_ТЕКСТ ДЛЯ ЧТЕНИЯ_:
· · · · ·
Итак, в пространстве гомогенизации нет ничего гомогенного. Оно «полископично» и множественно; оно содержит и на свой лад принудительно унифицирует отдельные разрозненные фрагменты и элементы. Оно возникает в истории как среда социально-политического компромисса между аристократией и буржуазией (между земельной и денежной собственностью) и в дальнейшем опирается на конфликт между финансовым капиталом – предельной абстракцией – и действиями во имя пролетариата.

 

V. 10

В эту текстуру (в эту ткань) вторгается на правах действующей идеологии, поставляющей мотивировки и обоснования, пространство, которое разрабатывают художники-авангардисты – те, кто берет в расчет обрушение системы координат. Они наглядно представляют предмет в пространстве господствующей социальной практики. Одновременно со стороны архитекторов и урбанистов привносится (также в качестве действующей идеологии) идея первичного пустого пространства как содержащего, куда помещаются фрагменты содержимого, как нейтральной среды, принимающей в себя разрозненные предметы, людей, жилые дома. Коротко говоря, перед нами бессвязность под знаком когерентности; разделение и распад в целостности; текучее и мимолетное в устойчивом; конфликтные отношения в рамках внешней логики и результативной комбинаторики.

Абстрактное пространство обладает также множеством иных черт. Именно в нем желание отделяется от потребностей, а затем не самым удачным образом согласуется с ними. В нем располагается и распределяется средний класс, (внешне) нейтральный, ибо в социально-политическом плане он находится между двумя полюсами – буржуазией и рабочим классом. Пространство не служит «выражением» этого класса; напротив, оно отведено ему в рамках основных действующих стратегий. Средний класс обретает то, к чему стремится, – зеркало своей «реальности», умиротворяющие репрезентации, картину социального мира, в которой у него есть обеспеченное, отведенное ему место. Тогда как на самом деле в этом пространстве средний класс с его невнятными устремлениями и более чем внятными потребностями подвергается манипуляциям.

Абстрактное пространство, средоточие властных стратегий, есть также место миметических споров и утех: моды, спорта, искусства, рекламы, сексуальности, превращенной в идеологию.

 

V. 11

В абстрактном пространстве, то есть пространстве анафоризации (которая преобразует тело, перенося его за собственные пределы, в сферу идеально-визуального), совершается также странная подмена, связанная с проблемой пола. В той мере, в какой сексуальные отношения естественны, они предполагают обоюдность; в дальнейшем эта связь может получить абстрактное обоснование и легитимацию и тем самым превратиться в социальную реальность (ошибочно именуемую «культурной»). Физическая взаимность, будучи узаконена, становится обоюдным договором, «обязательством», свидетелем и гарантом которого выступает власть. Однако в ходе этого процесса изначальная связь претерпевает серьезное изменение.
· · · · ·
(Фрагмент набора данных)
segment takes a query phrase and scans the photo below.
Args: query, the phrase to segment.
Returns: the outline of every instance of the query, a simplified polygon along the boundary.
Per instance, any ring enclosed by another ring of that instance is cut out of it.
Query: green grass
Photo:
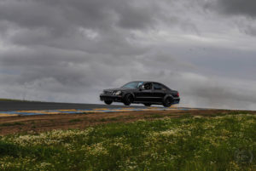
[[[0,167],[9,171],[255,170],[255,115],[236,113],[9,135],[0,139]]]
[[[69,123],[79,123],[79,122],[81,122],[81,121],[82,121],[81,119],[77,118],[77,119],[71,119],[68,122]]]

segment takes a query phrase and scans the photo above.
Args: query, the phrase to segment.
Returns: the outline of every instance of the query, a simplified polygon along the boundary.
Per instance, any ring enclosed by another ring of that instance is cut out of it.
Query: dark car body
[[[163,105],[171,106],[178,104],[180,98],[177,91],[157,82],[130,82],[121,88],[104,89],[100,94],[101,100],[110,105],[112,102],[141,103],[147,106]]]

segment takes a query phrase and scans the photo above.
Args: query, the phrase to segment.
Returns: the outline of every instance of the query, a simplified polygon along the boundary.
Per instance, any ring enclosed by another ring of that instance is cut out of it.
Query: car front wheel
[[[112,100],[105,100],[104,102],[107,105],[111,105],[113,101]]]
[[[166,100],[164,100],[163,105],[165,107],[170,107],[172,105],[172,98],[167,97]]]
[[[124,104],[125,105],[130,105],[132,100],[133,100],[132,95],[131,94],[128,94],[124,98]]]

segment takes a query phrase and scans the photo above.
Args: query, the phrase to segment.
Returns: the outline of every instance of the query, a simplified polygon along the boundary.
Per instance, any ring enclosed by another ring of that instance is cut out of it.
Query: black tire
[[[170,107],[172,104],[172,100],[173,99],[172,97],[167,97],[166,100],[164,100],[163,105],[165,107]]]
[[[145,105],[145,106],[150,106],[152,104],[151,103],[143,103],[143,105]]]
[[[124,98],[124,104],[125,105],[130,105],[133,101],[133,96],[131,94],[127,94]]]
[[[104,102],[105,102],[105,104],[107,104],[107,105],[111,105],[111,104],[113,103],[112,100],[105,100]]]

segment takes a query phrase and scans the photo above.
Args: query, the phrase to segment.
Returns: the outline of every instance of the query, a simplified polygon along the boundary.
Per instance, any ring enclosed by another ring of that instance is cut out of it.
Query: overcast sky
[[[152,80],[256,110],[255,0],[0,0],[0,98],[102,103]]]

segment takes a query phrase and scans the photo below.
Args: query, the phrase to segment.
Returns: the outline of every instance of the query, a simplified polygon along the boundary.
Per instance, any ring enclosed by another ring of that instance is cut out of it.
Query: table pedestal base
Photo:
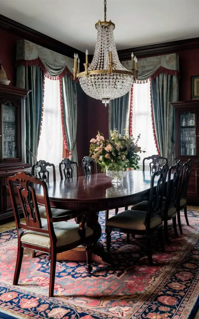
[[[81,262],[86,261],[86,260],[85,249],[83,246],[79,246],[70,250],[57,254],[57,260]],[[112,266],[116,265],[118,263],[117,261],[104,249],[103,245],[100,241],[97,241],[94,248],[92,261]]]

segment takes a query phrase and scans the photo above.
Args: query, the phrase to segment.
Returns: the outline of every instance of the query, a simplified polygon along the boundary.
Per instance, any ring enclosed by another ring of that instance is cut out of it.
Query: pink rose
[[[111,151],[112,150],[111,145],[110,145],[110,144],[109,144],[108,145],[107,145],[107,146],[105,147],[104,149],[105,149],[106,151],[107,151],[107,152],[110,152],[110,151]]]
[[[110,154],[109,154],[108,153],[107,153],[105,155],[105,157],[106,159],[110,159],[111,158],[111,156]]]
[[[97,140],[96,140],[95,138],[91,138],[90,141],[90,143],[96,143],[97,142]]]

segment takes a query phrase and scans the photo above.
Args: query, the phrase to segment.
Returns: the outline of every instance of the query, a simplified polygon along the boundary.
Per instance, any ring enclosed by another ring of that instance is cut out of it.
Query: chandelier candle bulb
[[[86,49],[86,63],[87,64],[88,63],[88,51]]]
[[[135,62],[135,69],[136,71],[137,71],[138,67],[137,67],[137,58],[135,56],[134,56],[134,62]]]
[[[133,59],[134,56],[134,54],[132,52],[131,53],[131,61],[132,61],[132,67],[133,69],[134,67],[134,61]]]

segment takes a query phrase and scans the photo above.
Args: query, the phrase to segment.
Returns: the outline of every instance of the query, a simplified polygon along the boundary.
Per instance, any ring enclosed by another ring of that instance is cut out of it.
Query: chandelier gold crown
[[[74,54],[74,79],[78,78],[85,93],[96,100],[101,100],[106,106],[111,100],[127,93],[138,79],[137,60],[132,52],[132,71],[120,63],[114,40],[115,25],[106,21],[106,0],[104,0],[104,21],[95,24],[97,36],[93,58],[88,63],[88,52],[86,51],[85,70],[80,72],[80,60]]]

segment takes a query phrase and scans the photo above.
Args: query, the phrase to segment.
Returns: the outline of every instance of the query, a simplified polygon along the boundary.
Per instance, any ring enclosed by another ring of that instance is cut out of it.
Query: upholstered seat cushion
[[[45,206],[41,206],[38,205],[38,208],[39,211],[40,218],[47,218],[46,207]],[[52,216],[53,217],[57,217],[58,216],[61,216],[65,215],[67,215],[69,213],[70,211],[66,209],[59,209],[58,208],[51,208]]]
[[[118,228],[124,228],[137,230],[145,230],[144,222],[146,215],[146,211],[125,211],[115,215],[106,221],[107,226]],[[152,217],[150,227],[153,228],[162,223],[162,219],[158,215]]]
· · · · ·
Продублируйте дословно фрагмент текста об абстрактном пространстве от слов «Абстрактное пространство, средоточие» до слов «превращенной в идеологию.» включительно. Позиции набора данных представляют собой самостоятельный материал, отдельный от текста.

Абстрактное пространство, средоточие властных стратегий, есть также место миметических споров и утех: моды, спорта, искусства, рекламы, сексуальности, превращенной в идеологию.